• _PAGE EXCERPT_:
···

The Cambridge Cordials' Worker of the Month is Richard Long of Cambridge, Ohio. Mr. Long worked in the Hot Metal Department, working with the pressed wares line. He began working at the Cambridge Glass plant in 1925, when he was a sophomore in high school. After school was out for the day, Richard would put in an evening shift at the factory, and on Fridays he would often be asked to work the night shift as well. At that time, according to the Child Labor Laws, only fifteen or older could work past 10 PM; and it was not unusual to be asked to work a double shift. One of the first jobs he remembers was making doorknobs with Jake Matthews. About 600 could be made in a turn and these were made constantly, year in and year out.
Working in the Head Shop as a finisher, it was common for him to work with candlesticks, bowls, vases, and large items such as the punch bowls. That department consisted of a Presser, the Glass Gatherer, and a Turnout Boy as a helper and then a Finisher and two Warm End Boys. As a finisher, it was his job to take a piece of pressed ware and reheat it in the Glory Hole to polish it or to heat it so that it would be pliable in order to change the shape. Mr. Long would take a punty or 5' pipe with a solid end and gather some red hot glass which he would then roll on marble to flatten or point the end. This would then be pressed against a portion of a pressed piece to attach it so that the piece could then be returned to the furnace. If polishing, the piece would be heated to burn off the rough edges or glaze it. Mr. Long commented that Cambridge spent extra money on finishing or polishing in order to improve the quality of their glassware. A piece of glass would also need to be reheated in order to change the appearance of the ware. Various shapes were created from one mold design; a bowl might become a plate or a flip bowl or the top edges could be fluted or curved to attain a pleasing shape. All of this work was done in the Hot Metal Department.

···

• _DATASET RECORDS_:
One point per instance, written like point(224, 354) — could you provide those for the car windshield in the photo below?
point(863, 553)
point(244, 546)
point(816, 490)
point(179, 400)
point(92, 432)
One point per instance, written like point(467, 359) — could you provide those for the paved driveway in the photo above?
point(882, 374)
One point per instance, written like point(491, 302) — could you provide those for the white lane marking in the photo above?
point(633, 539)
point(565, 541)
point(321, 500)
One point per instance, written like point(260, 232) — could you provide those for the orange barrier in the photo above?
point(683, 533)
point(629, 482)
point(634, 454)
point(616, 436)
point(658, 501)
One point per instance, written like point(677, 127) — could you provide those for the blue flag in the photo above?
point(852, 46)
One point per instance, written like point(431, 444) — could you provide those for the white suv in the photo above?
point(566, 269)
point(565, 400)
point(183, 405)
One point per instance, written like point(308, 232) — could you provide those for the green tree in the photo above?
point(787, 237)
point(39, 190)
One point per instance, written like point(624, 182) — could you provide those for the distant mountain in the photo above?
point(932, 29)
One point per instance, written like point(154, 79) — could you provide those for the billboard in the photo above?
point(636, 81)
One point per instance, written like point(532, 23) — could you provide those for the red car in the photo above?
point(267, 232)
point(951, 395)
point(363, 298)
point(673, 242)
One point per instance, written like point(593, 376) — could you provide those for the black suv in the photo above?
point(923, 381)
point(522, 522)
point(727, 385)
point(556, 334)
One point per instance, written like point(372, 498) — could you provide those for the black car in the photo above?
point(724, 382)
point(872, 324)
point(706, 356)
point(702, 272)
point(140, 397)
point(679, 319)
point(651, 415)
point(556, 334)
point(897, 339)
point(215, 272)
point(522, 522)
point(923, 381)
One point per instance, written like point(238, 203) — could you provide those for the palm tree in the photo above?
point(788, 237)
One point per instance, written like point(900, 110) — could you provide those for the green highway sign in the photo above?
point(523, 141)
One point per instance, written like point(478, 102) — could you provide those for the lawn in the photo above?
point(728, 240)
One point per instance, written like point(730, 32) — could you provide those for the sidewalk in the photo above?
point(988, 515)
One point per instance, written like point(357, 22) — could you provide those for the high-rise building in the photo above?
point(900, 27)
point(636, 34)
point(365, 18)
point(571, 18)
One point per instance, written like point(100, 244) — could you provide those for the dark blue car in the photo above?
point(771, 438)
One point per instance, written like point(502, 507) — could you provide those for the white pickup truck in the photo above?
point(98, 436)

···

According to the Worker of the Month profile, in what year did Richard Long begin working at the Cambridge Glass plant?

• _TASK OUTPUT_: 1925, when he was a sophomore in high school.